◆ **Work required**
Your answer should be the exact lines of the records, starting with the one containing "Q: Tag one point on each instance of the pale" and running to the end.

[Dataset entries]
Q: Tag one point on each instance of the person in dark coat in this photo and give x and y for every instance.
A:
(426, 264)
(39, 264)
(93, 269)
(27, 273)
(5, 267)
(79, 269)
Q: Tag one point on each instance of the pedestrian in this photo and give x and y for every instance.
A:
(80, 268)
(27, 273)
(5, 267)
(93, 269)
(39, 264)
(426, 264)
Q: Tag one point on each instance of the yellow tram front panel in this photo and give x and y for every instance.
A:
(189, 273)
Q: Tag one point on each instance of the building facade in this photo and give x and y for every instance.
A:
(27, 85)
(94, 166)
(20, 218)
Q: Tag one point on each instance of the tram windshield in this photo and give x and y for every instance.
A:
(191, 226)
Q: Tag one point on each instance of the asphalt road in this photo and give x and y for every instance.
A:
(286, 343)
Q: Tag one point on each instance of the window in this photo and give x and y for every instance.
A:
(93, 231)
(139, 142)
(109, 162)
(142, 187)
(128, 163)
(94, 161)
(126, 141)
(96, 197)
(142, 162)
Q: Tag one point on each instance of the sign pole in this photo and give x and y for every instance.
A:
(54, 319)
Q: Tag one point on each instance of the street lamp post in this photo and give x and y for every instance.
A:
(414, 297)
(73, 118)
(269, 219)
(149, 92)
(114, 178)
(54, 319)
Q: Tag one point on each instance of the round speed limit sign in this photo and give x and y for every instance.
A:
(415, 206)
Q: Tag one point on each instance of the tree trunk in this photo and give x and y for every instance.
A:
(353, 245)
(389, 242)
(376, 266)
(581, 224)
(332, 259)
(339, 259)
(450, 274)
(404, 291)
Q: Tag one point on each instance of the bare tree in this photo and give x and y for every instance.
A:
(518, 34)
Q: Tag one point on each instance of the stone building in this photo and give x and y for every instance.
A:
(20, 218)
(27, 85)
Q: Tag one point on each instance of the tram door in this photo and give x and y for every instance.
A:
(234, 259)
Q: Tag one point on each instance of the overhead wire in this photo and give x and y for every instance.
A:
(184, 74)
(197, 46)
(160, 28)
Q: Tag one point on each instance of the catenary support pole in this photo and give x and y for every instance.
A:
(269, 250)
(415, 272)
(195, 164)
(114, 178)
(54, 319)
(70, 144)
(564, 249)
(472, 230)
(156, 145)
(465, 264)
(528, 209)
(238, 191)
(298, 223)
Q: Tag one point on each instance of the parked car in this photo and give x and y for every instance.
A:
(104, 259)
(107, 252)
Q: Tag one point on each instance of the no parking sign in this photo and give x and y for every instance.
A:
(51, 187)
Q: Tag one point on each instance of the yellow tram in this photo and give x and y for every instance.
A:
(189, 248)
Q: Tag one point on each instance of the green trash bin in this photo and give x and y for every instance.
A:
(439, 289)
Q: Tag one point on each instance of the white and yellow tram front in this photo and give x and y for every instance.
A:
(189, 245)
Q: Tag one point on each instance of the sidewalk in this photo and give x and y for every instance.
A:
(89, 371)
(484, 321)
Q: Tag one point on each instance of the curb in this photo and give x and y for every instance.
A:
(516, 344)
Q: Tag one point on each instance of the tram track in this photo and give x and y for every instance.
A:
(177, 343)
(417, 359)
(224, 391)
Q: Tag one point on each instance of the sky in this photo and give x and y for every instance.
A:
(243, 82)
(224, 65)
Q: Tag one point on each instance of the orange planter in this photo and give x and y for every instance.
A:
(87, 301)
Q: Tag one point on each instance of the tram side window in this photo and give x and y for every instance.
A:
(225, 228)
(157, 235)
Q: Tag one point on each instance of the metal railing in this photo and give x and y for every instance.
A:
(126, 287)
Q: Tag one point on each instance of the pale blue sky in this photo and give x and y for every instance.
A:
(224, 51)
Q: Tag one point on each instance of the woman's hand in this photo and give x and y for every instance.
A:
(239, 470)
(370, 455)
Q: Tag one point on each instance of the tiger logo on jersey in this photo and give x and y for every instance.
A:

◆ **Output for this task**
Q: Tag one point on each instance of the pale blue sky in this photo and give x and y for every instance.
A:
(224, 51)
Q: Tag one point on each instance of the woman's hand in this photo and give x and y for every instance.
A:
(239, 470)
(370, 455)
Q: Tag one point on each instance of the tiger logo on jersey in this photo and give x and y for every instance.
A:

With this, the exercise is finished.